:: Text to read ::
>> BEGIN
# Why are BBS RC's so cheap from VW's Drivers Gear?



## Unique Bora (Jul 19, 2002)

I was at my local dealership today and saw that the same 18" BBS RC wheel that is on the 337 is like $370....thats even cheaper than the 16" BBS RXII! One of the guys there told me they go for $500+ when they are straight from BBS without the VW centercaps....why is this? Because they aren't as wide? These are some really sweet wheels and I was under the impression they are at least 800 bucks per wheel from the dealer...


----------



## Unique Bora (Jul 19, 2002)

*Re: Why are BBS RC's so cheap from VW's Drivers Gear? (Unique Bora)*

Anyone?


----------



## Deception (Oct 5, 2000)

*Re: Why are BBS RC's so cheap from VW's Drivers Gear? (Unique Bora)*

You sure that wasn't a misprint?


----------



## Unique Bora (Jul 19, 2002)
>> END
:: Record set ::
>> BEGIN
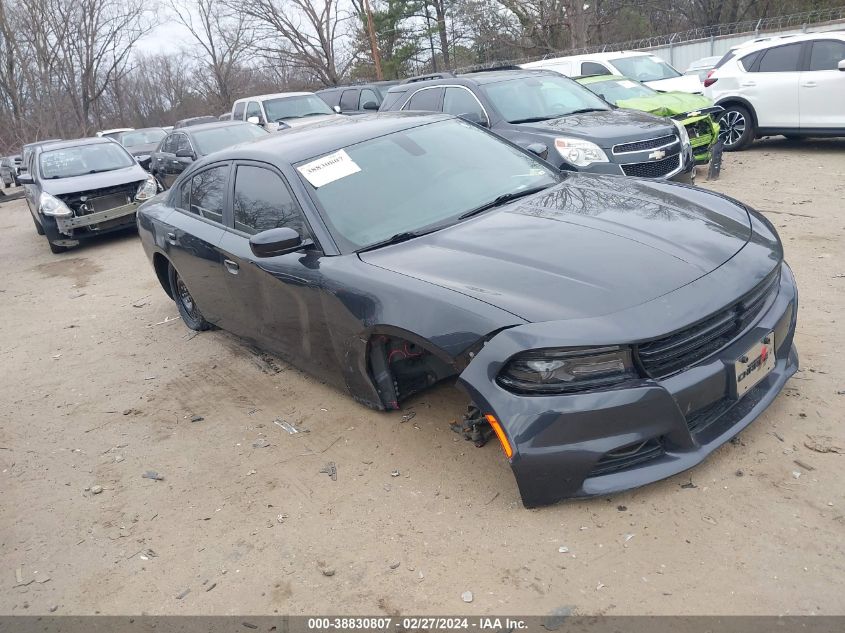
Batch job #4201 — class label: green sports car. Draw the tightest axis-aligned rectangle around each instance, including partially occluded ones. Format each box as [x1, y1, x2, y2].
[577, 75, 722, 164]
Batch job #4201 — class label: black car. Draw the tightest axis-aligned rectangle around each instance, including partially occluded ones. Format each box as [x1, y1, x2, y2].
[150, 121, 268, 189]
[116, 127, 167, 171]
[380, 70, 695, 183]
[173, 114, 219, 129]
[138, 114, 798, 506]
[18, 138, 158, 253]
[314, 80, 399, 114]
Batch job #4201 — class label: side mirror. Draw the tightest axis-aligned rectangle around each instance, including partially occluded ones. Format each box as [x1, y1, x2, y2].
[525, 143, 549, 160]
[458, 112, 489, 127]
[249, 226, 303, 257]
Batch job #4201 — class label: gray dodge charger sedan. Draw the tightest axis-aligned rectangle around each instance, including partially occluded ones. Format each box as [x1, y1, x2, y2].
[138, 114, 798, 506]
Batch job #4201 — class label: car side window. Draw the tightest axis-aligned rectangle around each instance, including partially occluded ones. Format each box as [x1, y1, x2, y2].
>> END
:: What is asked ::
1. Transcribe the forum thread on BBS RC wheel prices from "I was at my" to "from the dealer...", inclusive.
2. Restate word for word the lines of the entries from the line containing "Batch job #4201 — class label: side" through the final line of the entries, including both of those lines.
The forum thread and the entries were drawn from separate, unrelated sources.

:: Task-by-task outputs ::
1.
I was at my local dealership today and saw that the same 18" BBS RC wheel that is on the 337 is like $370....thats even cheaper than the 16" BBS RXII! One of the guys there told me they go for $500+ when they are straight from BBS without the VW centercaps....why is this? Because they aren't as wide? These are some really sweet wheels and I was under the impression they are at least 800 bucks per wheel from the dealer...

2.
Batch job #4201 — class label: side mirror. Draw the tightest axis-aligned rectangle around each instance, including partially occluded ones. Format each box as [x1, y1, x2, y2].
[525, 143, 549, 160]
[458, 112, 489, 127]
[249, 226, 303, 257]
Batch job #4201 — class label: gray dodge charger sedan. Draw the tightest axis-aligned rectangle around each instance, including partially occluded ones. Format each box as [x1, y1, x2, y2].
[138, 114, 798, 506]
Batch job #4201 — class label: car side window. Draw the tightest axis-aligned rectangle around each instance, including partially occluded ones. Format each box as [x1, y1, x2, y2].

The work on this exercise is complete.